**What you have to do**: Reproduce each of the following records word for word, keeping the lines in the same order.

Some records

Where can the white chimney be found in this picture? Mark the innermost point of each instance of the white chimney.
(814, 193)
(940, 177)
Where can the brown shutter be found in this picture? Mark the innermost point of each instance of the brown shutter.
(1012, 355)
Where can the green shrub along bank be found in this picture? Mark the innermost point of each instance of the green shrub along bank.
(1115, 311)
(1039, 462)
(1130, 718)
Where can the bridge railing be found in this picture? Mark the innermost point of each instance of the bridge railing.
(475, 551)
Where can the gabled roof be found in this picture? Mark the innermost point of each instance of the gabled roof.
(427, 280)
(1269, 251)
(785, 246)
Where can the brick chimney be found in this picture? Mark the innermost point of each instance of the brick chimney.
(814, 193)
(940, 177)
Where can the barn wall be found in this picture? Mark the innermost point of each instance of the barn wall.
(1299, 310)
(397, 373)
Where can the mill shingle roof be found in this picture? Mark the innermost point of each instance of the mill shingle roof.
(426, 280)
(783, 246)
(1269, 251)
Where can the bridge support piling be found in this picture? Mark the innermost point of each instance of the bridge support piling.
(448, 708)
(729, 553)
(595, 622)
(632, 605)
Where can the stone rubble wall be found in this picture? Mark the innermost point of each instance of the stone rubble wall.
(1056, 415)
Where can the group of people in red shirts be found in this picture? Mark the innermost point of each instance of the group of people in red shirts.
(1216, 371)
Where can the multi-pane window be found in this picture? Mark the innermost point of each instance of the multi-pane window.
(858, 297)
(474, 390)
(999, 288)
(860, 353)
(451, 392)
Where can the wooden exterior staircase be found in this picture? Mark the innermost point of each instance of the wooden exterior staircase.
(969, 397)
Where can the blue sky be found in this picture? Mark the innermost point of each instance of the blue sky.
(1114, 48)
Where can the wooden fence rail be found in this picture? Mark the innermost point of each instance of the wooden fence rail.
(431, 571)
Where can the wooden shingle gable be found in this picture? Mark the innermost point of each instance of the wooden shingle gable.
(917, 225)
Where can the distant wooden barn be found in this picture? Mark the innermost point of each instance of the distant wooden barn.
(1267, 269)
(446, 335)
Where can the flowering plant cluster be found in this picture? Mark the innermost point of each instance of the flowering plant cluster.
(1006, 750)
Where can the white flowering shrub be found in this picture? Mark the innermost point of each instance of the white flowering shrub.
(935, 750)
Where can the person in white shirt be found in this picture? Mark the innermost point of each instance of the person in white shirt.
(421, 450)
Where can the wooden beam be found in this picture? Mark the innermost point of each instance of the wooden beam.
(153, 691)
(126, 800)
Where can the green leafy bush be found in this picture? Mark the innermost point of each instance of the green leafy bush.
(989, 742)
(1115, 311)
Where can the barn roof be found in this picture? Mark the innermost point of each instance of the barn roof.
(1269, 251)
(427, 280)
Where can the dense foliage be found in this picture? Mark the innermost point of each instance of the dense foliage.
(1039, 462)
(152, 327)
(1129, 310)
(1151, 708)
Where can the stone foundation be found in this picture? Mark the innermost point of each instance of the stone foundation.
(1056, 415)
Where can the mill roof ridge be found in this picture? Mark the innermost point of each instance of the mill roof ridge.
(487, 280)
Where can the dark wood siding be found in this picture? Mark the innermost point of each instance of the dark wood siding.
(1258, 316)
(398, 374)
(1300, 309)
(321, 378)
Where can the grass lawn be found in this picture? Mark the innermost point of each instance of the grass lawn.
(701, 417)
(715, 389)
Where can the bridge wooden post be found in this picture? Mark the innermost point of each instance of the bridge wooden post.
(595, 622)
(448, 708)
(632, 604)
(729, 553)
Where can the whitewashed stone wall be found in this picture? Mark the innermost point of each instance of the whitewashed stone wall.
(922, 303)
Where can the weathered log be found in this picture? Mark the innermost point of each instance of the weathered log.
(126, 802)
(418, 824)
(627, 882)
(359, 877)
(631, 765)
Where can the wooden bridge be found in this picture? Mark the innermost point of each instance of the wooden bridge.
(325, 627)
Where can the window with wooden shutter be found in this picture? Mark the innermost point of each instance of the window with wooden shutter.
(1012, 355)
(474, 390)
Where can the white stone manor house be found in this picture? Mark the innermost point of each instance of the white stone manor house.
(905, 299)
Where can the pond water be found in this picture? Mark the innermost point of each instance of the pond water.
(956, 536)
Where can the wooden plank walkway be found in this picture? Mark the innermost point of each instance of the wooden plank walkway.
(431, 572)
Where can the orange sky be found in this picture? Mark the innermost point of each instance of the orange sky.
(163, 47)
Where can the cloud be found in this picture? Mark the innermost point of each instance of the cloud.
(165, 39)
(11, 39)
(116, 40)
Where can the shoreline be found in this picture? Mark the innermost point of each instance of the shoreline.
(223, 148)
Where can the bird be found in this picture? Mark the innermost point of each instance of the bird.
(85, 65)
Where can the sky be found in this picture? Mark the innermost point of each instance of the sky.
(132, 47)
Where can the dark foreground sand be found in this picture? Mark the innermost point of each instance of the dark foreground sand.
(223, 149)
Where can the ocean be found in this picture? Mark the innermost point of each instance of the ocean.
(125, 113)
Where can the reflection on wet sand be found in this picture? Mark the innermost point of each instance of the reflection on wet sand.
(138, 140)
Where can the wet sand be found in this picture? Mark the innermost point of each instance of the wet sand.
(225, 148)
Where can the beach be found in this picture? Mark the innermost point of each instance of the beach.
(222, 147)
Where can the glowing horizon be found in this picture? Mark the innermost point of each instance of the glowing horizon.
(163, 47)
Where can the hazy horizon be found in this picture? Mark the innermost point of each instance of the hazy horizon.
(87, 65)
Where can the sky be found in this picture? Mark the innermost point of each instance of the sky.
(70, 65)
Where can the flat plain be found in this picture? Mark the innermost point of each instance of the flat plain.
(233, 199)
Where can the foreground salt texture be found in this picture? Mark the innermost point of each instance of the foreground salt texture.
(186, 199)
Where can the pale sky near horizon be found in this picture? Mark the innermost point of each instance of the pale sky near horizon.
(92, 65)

**Answer to the problem**:
Where can the white chimney be found in this picture? Mark the innermost point of each instance of the white chimney.
(814, 193)
(940, 177)
Where can the brown shutter be found in this picture? Mark the innermost point of each instance of the brown shutter.
(1012, 355)
Where can the green shrub along bank be found in this picture? Mark the innermost point of each instance of the green shrub along bank.
(1115, 311)
(1039, 462)
(1130, 718)
Where can the bridge railing be found in this picture? Mark the innermost point of each instance of the bridge railing.
(475, 551)
Where can the gabled roof be found in this picture? Mark the innermost point of each instance of the gabled roof.
(427, 280)
(1269, 251)
(785, 246)
Where can the brick chimney be found in this picture? Mark the innermost point of each instance of the brick chimney.
(814, 193)
(940, 177)
Where can the barn wall be found in this picture? Mark the innermost point of each instance of the barn wall.
(1299, 310)
(397, 373)
Where can the mill shingle roof be found in this picture? Mark the innermost point of each instance of the mill shingle roof.
(426, 280)
(783, 246)
(1269, 251)
Where can the bridge support piling be found in this picture? Mark the innermost point of each instance of the bridge support piling.
(448, 708)
(729, 553)
(595, 622)
(632, 605)
Where can the stone rubble wall be found in this picture? Mark the innermost point of each instance of the stone rubble wall.
(1056, 415)
Where can the group of people in red shirts be found in this picture? Mark the innermost point of each instance of the group of people in red shirts.
(1216, 371)
Where can the multi-pane window be found in this picture? Mark the innermost point of each instance of the multi-pane window.
(858, 297)
(474, 390)
(999, 288)
(860, 353)
(451, 392)
Where can the wooden exterior staircase be found in this picture? Mark the innermost point of each instance of the wooden exterior staircase.
(969, 397)
Where can the blue sky be found in this picture? Mark the innermost point of each instance of the blue sky.
(1114, 48)
Where can the wooden fence rail be found in this picture? Mark the innermost point of each instance of the wooden fence rail.
(431, 571)
Where can the wooden shingle gable be found in this picture? Mark the innermost point of each instance of the wooden shingle gable.
(917, 225)
Where can the distant wooden barn be found in this picture? Mark the innermost point of each instance of the distant wooden barn.
(1267, 269)
(446, 335)
Where can the flowering plant cluster be found in this picture? Mark the innermost point of each instance of the flowering plant cluster.
(1006, 750)
Where can the white flowering shrub be found in this picture? Mark the innermost point of each instance of the white flowering shrub.
(935, 750)
Where can the person in white shirt be found in this picture? Mark the innermost point of each instance of the person in white shirt.
(421, 450)
Where can the wooden beam be found in this picture? Mark the innermost point of each instance of the wooden beam.
(153, 691)
(126, 800)
Where can the green leafy bush be found in this picture? Mark the innermost point of each instance of the green leafy bush.
(989, 742)
(1115, 311)
Where can the barn roof be found in this picture? Mark the innermost point of each instance of the barn roof.
(1269, 251)
(427, 280)
Where can the dense foliage be found in this picture? Mark the innermost point of each instance of the dense foliage.
(1039, 462)
(152, 327)
(1129, 310)
(1151, 708)
Where can the stone foundation be found in this picture? Mark the innermost point of each instance of the stone foundation.
(1056, 415)
Where can the mill roof ridge be found in this picture? Mark the innermost point of each instance of the mill roof ridge.
(487, 280)
Where can the dark wood siding be found in this picture? Mark the innermost point of each instance of the dark wood siding.
(1258, 316)
(398, 374)
(1300, 309)
(321, 378)
Where can the grass lawn be found in this picture? Mark the innermost point of each instance of the grass lawn.
(701, 417)
(715, 389)
Where can the bridge wooden post be found in this picture? Mark the innermost point of each instance of the bridge wooden post.
(595, 622)
(448, 708)
(632, 604)
(729, 553)
Where can the whitewashed stone wall be found in this picture? Mark the innermost point of each instance of the whitewashed stone wall.
(922, 303)
Where can the weathered log be found in this picture? Mark the innermost point of each instance of the weathered log.
(126, 802)
(418, 824)
(627, 882)
(359, 877)
(631, 765)
Where can the wooden bridge be found in this picture? Mark the innermost point of each instance of the wooden bridge.
(325, 627)
Where can the window with wooden shutter be found in this picture? Mark the innermost point of each instance of the window with wooden shutter.
(1012, 355)
(474, 390)
Where can the white stone manor house be found in this picture? Mark the innermost point of each instance of the white stone manor house.
(905, 299)
Where can the pond water be found in this picture? Mark the innermost point of each instance of the pond water.
(956, 536)
Where can the wooden plank walkway be found in this picture? Mark the innermost point of each instance of the wooden plank walkway.
(431, 572)
Where can the orange sky be found in this picture? Mark the innermost point of each instance of the orange sky.
(163, 47)
Where can the cloud be found in this picture? Mark the innermost point of each instance of the cloud.
(165, 39)
(11, 39)
(116, 40)
Where can the shoreline be found in this picture? Mark the innermost point of each instance of the shoreline.
(223, 148)
Where can the bird be found in this picture? Mark the innermost point of each instance of the bird.
(85, 65)
Where can the sky be found in this picture? Mark the innermost point of each instance of the sky.
(132, 47)
Where can the dark foreground sand be found in this picture? Mark the innermost point of each instance of the dark foreground sand.
(223, 149)
Where can the ocean be found in this picture? Mark the innermost point of each instance of the ocean.
(125, 113)
Where can the reflection on wet sand be found in this picture? Mark the innermost point of each instance of the reflection on wet sand.
(138, 140)
Where can the wet sand be found in this picture? Mark the innermost point of each instance of the wet sand.
(225, 148)
Where can the beach be found in this picture? Mark the innermost point of each instance of the beach.
(222, 147)
Where can the glowing horizon be found in this picture? Mark the innermost point of each instance of the glowing horizon.
(163, 47)
Where can the hazy horizon be found in this picture? Mark the innermost point of each instance of the hazy horizon.
(87, 65)
Where can the sky be found in this picture? Mark the innermost point of each instance of the sky.
(70, 65)
Where can the flat plain be found in this picture? Mark the innermost point of each instance of the flat plain.
(233, 199)
Where can the foreground salt texture be found in this picture? Mark the innermost point of each instance of the foreground salt texture.
(186, 199)
Where can the pale sky near horizon be found in this picture? Mark the innermost point of each instance of the pale sky near horizon.
(92, 65)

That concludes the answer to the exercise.